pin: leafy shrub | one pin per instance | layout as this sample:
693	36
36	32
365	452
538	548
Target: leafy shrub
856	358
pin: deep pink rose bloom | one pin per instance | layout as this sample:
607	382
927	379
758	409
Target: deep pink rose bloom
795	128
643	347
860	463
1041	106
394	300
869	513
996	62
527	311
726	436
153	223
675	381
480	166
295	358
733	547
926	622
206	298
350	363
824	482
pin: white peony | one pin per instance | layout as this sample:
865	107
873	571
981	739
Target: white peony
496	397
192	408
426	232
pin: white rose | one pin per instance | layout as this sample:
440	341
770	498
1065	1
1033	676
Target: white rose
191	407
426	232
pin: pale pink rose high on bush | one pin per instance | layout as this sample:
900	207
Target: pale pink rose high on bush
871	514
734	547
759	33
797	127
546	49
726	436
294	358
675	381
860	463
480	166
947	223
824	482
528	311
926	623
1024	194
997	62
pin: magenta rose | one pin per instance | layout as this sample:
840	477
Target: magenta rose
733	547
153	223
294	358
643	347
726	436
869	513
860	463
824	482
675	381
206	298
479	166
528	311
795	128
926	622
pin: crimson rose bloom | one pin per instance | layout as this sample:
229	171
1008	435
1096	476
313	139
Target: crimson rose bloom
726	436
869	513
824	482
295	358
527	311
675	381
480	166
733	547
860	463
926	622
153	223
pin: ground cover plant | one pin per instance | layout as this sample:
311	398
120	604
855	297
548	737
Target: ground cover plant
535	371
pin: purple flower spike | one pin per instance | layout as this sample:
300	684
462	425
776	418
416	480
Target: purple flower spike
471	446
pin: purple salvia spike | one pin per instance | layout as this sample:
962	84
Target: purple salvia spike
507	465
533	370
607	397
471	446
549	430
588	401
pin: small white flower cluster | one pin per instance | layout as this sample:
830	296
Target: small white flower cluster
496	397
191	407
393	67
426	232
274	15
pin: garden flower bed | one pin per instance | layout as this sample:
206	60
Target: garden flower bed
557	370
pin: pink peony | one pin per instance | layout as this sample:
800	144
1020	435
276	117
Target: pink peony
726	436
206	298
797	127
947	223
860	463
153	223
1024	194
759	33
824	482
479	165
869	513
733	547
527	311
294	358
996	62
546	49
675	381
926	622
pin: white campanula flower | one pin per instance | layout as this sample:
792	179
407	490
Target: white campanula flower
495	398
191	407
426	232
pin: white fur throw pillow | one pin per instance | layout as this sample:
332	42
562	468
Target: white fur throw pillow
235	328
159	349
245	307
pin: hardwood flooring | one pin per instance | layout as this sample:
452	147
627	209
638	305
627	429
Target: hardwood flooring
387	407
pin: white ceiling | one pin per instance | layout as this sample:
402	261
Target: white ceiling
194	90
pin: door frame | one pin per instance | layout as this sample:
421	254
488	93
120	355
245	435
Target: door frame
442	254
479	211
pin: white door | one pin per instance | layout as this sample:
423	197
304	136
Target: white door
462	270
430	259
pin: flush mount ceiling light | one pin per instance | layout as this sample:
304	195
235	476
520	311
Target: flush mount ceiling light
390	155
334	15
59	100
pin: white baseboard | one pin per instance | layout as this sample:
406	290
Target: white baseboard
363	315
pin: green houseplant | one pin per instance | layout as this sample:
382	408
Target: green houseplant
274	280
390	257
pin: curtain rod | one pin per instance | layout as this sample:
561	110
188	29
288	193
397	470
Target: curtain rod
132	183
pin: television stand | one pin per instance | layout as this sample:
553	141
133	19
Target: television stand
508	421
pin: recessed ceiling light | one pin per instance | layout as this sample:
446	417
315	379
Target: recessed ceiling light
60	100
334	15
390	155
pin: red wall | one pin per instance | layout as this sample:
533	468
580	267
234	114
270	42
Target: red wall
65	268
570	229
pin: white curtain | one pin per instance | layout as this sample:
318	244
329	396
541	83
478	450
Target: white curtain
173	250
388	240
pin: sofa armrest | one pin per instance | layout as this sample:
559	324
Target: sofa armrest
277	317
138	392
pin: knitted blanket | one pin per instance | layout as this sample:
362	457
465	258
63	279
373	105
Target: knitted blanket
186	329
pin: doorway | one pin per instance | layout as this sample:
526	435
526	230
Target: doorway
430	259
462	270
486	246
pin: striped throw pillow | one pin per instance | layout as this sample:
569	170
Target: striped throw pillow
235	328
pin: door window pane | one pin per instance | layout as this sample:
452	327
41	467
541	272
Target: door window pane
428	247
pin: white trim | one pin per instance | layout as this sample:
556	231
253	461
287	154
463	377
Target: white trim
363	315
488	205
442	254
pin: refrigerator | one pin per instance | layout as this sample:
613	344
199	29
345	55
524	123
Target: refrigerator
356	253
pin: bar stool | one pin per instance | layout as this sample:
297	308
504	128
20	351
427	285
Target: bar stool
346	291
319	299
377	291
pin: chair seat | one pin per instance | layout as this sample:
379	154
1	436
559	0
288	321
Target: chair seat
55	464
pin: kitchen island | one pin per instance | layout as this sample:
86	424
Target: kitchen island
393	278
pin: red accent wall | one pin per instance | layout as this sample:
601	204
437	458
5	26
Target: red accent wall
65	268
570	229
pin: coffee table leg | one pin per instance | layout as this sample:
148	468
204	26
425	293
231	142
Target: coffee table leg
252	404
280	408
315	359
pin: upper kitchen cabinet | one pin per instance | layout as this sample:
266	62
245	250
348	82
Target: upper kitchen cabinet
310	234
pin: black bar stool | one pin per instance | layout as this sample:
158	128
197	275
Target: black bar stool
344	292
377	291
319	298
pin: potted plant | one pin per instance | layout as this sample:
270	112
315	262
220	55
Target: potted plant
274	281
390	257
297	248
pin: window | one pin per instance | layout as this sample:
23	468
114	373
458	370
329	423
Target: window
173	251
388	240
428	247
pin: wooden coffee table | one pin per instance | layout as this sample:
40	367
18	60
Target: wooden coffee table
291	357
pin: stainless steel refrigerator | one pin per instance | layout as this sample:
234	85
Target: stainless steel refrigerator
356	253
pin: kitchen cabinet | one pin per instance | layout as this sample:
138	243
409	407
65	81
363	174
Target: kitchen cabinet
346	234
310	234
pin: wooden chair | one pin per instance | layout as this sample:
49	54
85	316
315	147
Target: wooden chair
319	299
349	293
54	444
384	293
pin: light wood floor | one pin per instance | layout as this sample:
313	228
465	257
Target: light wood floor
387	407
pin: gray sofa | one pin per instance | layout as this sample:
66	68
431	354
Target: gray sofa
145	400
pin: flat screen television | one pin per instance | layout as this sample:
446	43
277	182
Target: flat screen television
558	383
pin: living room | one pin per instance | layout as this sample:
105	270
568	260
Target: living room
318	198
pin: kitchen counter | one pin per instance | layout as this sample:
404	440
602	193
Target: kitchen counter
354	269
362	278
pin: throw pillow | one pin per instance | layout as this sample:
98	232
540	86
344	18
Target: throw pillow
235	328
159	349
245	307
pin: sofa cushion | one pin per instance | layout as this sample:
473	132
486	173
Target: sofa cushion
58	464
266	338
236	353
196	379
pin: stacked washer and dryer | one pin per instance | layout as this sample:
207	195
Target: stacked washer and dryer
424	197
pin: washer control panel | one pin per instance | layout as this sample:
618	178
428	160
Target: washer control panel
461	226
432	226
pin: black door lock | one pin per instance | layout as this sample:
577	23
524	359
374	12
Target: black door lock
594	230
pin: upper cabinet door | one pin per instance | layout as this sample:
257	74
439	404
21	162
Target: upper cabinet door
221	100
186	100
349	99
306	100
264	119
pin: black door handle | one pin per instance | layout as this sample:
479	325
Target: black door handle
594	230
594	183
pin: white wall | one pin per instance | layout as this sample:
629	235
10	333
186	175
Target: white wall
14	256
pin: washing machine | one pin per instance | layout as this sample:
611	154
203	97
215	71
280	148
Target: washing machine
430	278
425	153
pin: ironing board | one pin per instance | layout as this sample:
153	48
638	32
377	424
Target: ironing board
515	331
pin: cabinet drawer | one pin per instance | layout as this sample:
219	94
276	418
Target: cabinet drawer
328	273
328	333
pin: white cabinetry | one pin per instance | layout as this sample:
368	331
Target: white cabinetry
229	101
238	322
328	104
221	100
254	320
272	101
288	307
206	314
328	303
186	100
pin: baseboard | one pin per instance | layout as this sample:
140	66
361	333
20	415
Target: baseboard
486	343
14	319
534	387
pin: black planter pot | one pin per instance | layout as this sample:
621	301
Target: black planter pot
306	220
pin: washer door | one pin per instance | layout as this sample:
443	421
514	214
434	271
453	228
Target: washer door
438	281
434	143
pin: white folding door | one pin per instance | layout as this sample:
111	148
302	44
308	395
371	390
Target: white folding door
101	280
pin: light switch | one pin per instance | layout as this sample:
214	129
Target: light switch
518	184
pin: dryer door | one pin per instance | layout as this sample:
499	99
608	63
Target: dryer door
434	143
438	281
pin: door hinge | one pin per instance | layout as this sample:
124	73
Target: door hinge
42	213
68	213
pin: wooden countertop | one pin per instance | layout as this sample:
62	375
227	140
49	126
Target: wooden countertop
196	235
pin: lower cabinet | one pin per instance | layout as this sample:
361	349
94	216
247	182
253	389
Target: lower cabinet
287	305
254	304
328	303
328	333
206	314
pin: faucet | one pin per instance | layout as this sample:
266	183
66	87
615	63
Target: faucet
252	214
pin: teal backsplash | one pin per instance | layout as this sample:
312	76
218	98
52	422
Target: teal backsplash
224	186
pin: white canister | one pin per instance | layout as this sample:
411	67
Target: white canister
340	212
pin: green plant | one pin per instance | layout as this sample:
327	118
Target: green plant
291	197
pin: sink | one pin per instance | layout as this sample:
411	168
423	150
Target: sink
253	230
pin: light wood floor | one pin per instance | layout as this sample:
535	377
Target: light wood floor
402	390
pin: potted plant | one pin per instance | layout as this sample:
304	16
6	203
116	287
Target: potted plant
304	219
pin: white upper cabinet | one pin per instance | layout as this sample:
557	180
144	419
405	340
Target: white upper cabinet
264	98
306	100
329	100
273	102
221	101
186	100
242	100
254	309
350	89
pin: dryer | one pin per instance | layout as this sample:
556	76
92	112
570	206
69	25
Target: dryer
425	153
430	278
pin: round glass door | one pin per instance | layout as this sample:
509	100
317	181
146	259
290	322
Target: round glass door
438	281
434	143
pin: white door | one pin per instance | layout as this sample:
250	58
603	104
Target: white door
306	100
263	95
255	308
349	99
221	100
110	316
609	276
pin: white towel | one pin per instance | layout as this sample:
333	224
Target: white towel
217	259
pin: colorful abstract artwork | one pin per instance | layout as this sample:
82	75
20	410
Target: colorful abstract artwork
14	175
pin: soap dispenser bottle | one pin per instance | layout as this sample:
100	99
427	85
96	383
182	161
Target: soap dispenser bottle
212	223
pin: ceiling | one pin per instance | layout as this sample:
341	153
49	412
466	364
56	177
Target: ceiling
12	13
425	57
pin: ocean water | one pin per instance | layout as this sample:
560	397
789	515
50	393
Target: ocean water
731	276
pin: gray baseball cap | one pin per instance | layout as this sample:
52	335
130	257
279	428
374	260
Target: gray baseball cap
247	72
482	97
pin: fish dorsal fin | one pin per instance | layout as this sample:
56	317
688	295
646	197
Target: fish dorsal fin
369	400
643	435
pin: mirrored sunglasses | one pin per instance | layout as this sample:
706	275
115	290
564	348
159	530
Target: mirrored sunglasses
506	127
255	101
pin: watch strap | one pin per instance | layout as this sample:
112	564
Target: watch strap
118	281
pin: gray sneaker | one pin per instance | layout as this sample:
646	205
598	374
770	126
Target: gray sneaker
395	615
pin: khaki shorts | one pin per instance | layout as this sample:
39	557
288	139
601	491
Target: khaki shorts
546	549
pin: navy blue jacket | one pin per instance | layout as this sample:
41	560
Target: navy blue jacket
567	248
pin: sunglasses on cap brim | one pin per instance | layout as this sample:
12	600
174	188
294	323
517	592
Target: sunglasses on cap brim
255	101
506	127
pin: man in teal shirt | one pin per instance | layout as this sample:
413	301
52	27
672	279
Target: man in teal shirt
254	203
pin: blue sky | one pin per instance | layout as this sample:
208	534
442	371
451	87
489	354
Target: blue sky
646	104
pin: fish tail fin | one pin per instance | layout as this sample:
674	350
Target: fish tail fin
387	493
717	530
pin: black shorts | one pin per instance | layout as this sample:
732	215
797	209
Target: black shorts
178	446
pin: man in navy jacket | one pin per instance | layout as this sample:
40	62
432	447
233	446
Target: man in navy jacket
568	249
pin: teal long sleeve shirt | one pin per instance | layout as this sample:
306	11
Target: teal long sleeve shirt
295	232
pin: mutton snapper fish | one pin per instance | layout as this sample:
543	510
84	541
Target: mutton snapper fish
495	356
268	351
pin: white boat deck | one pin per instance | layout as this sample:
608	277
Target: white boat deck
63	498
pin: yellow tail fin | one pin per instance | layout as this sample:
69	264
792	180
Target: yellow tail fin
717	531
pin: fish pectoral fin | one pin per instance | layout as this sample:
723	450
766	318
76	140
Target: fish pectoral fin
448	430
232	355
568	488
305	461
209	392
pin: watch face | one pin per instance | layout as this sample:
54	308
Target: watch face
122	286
- - -
■ WHAT THIS TASK INVOLVES:
Give again, word for word, every line of the listing above from the one with "pin: living room" to the one with "pin: sofa cushion", both inclusive, and nothing beyond them.

■ RESPONSE:
pin: living room | one pin per instance | layout as this sample:
105	270
568	260
Target: living room
318	198
pin: kitchen counter | one pin per instance | layout as this sample:
404	440
602	193
Target: kitchen counter
354	269
362	278
pin: throw pillow | one pin per instance | layout as this sample:
98	232
540	86
344	18
Target: throw pillow
235	328
159	349
245	307
pin: sofa cushion | one pin per instance | layout as this sample:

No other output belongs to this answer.